EXERCISE DESCRIPTION: Could you transcribe every line of the records below, character for character, without changing anything?

PROVIDED RECORDS:
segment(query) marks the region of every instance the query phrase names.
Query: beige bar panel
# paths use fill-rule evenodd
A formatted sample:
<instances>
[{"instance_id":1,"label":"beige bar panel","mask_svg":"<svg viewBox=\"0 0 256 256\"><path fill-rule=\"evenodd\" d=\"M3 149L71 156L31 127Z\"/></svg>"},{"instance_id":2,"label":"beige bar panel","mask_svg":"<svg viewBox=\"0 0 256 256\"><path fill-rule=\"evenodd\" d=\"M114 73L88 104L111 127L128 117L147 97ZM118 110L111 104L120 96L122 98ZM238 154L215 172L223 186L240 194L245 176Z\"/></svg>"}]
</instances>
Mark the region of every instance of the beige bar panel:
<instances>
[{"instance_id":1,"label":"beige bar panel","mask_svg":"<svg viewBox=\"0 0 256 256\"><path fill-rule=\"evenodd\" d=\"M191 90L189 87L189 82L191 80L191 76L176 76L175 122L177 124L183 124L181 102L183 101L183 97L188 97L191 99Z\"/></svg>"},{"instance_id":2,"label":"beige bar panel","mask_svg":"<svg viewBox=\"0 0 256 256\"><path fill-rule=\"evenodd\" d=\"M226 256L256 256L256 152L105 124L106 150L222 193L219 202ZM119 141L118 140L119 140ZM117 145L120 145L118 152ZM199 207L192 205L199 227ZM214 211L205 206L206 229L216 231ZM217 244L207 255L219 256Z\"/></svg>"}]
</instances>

RESPONSE:
segment(query) marks the region of every instance the query phrase names.
Query: beige bar panel
# paths use fill-rule evenodd
A formatted sample:
<instances>
[{"instance_id":1,"label":"beige bar panel","mask_svg":"<svg viewBox=\"0 0 256 256\"><path fill-rule=\"evenodd\" d=\"M3 149L71 156L31 127Z\"/></svg>"},{"instance_id":2,"label":"beige bar panel","mask_svg":"<svg viewBox=\"0 0 256 256\"><path fill-rule=\"evenodd\" d=\"M114 73L88 104L111 127L128 117L147 97ZM118 110L111 104L120 96L122 98ZM238 154L215 172L223 186L240 194L245 176Z\"/></svg>"}]
</instances>
Mark the region of every instance of the beige bar panel:
<instances>
[{"instance_id":1,"label":"beige bar panel","mask_svg":"<svg viewBox=\"0 0 256 256\"><path fill-rule=\"evenodd\" d=\"M191 90L189 87L189 82L191 80L191 76L176 76L175 122L177 124L183 124L181 102L183 101L183 97L188 97L191 99Z\"/></svg>"},{"instance_id":2,"label":"beige bar panel","mask_svg":"<svg viewBox=\"0 0 256 256\"><path fill-rule=\"evenodd\" d=\"M226 256L256 256L256 152L105 124L106 150L222 193L219 202ZM119 141L118 140L119 140ZM117 145L120 145L118 152ZM199 207L192 205L199 227ZM214 211L205 206L206 229L216 231ZM217 244L207 255L219 256Z\"/></svg>"}]
</instances>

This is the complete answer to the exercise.